● **What you should do**
Pull every line with "trouser" from the data below and copy it.

● **Dataset**
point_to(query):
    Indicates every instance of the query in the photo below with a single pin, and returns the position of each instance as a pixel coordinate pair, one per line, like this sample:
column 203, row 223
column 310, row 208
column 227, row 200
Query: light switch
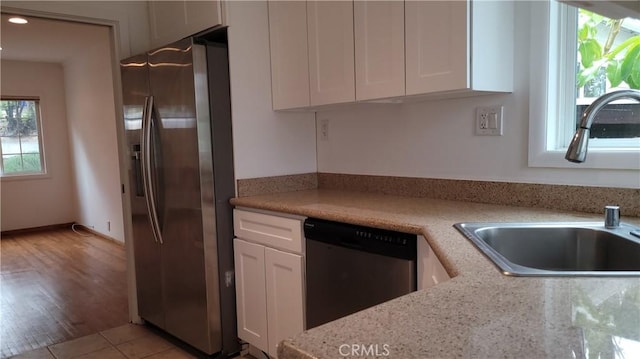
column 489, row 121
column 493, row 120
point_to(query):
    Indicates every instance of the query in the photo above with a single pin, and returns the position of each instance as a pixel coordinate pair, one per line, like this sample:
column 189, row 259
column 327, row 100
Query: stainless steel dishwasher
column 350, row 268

...

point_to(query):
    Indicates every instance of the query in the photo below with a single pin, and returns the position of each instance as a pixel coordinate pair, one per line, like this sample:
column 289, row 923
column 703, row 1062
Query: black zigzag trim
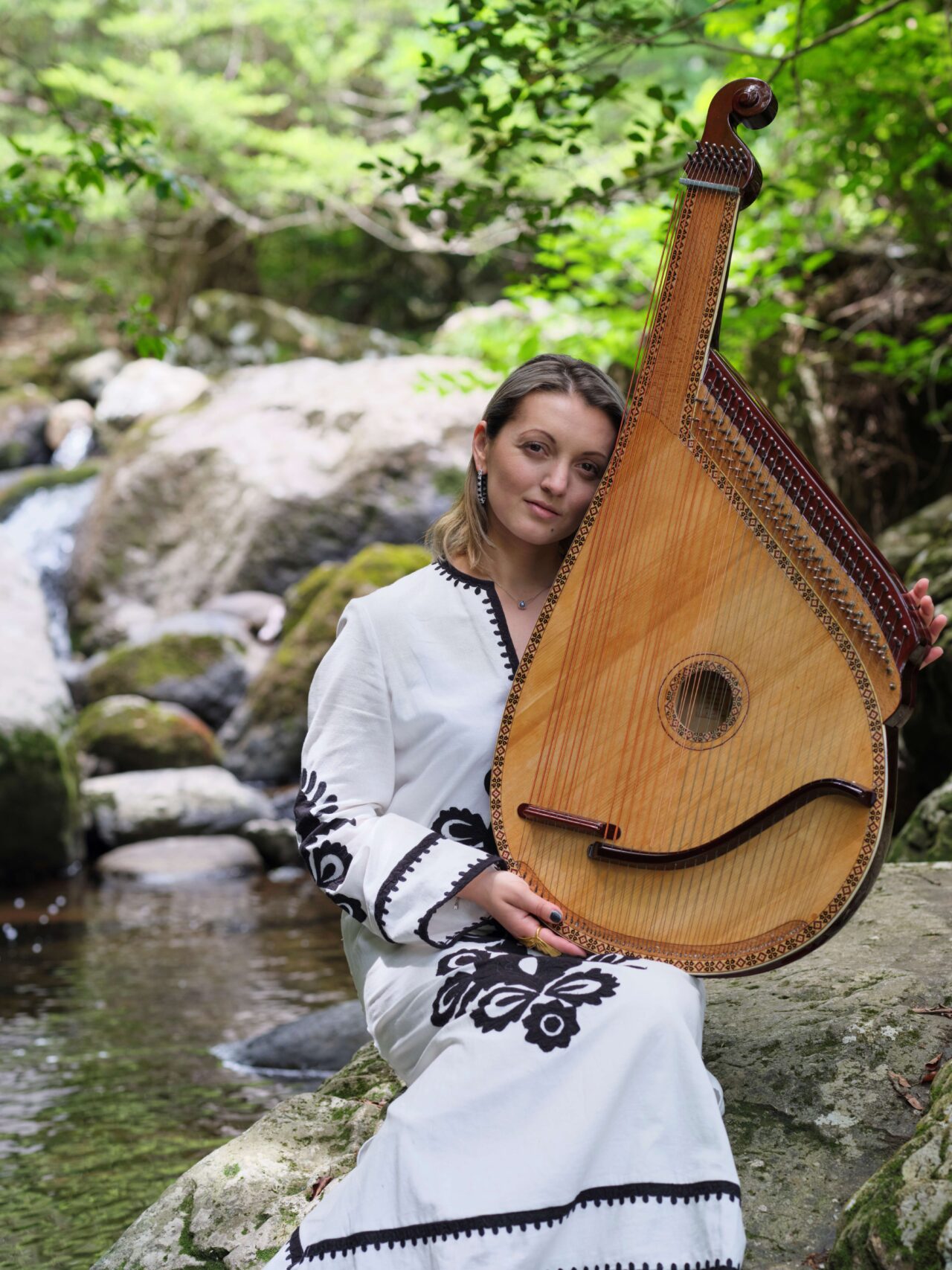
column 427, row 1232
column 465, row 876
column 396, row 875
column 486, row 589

==

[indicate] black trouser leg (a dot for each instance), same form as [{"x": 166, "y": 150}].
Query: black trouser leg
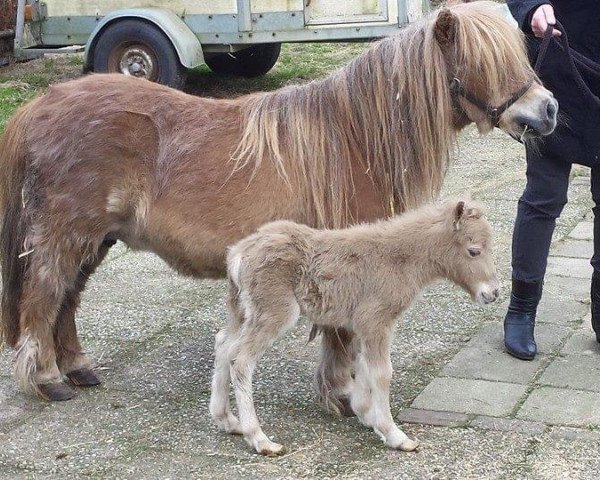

● **Solution for this problem**
[indicate] black trouser leg (a dot for each instance), same form as [{"x": 166, "y": 150}].
Query: black trouser leg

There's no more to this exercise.